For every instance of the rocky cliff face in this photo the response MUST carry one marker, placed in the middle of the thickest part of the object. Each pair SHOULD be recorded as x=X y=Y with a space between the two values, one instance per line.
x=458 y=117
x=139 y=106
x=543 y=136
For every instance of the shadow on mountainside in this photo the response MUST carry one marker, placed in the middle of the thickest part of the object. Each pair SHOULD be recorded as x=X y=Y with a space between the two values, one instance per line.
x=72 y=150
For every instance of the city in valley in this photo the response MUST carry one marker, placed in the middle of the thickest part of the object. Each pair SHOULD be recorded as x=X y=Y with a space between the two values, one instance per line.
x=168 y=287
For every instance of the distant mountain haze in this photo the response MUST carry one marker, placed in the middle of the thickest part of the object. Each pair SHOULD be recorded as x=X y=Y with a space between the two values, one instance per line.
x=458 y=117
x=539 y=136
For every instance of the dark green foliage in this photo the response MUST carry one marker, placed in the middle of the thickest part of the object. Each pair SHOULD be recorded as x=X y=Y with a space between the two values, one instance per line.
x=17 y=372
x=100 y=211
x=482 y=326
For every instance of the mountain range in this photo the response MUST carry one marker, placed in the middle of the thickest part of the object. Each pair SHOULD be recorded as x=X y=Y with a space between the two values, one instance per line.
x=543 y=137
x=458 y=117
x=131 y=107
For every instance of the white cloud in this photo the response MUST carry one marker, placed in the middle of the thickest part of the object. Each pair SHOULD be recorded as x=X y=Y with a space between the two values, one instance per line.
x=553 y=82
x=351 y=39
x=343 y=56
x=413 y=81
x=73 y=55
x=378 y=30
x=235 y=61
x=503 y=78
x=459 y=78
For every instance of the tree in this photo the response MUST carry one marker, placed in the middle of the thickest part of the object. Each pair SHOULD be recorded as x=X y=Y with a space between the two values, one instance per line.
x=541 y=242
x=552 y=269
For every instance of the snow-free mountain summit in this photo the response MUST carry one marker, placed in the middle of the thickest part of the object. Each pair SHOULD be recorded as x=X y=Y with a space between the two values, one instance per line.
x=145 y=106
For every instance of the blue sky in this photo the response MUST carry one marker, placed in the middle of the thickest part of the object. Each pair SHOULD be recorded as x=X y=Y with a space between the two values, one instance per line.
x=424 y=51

****************

◆ **WHAT IS EXPECTED**
Swap every "marker" in the records above for "dot", and reproduce the rest of each line unchanged.

◆ **REPLY**
For every instance of the rocky cliff face in this photo the response MUST carry one dot, placed in the middle of the thickest part of the object. Each pair SHOULD be recorded as x=X y=Y with a space between the two values, one instance per line.
x=458 y=117
x=139 y=106
x=543 y=136
For every instance of the shadow on mountainside in this photo the response MUST carry one dot, placed in the middle of the thickest part of the object. Each pair SHOULD be recorded as x=X y=Y with a space between the two values, one instance per line.
x=72 y=150
For every instance of the city in valley in this photo the response MUST carry one dot, placed in the middle of the thickest part of the object. Each pair SHOULD be recorded as x=X y=Y with a space between the two values, one instance per line.
x=168 y=287
For every instance of the distant mountain haze in this photo the response MUST carry one dot, placed in the middle of the thickest part of the object. Each pair SHOULD be recorded as x=X y=Y with a space between the two values, one instance per line.
x=458 y=117
x=539 y=136
For every instance of the dark green foliage in this photo the response MUST carry one dot, placed in the middle of the thickest part of the object. Each pair SHOULD be recorded as x=X y=Y with a space between the two values, one instance per line.
x=17 y=372
x=100 y=211
x=482 y=326
For every instance of the mountain range in this photo the response MUST carry one dot, placed in the middle of the thickest part of the object. Each pair SHOULD be recorded as x=X y=Y with a space between the two values, one instance per line.
x=543 y=137
x=458 y=117
x=131 y=107
For every instance of the white cloud in this photo the response MUST carry one dot, placed in the middle of the thickest part of the object. Each pair SHOULD be recorded as x=X y=Y with a space between the two values, one instance per line.
x=553 y=82
x=351 y=39
x=343 y=56
x=413 y=81
x=73 y=55
x=378 y=30
x=235 y=61
x=503 y=78
x=459 y=78
For every instance of the tree in this photo the response MUST carry one dot, placed in the middle of the thickest part of the object. Each pair SHOULD be recorded as x=X y=Y with a space between the two values, one instance per line.
x=541 y=242
x=552 y=269
For every instance of the snow-free mountain summit in this photo the response MUST carry one dot, placed in the middle of the thickest part of the object. Each pair SHOULD be recorded as x=X y=Y with a space between the two values, one instance per line.
x=145 y=106
For every instance of the blue sky in this photo the response MUST carry one dot, placed in the middle of the thickest part of the object. Each pair SHOULD be recorded as x=X y=Y with a space between the two values, one instance per line.
x=424 y=51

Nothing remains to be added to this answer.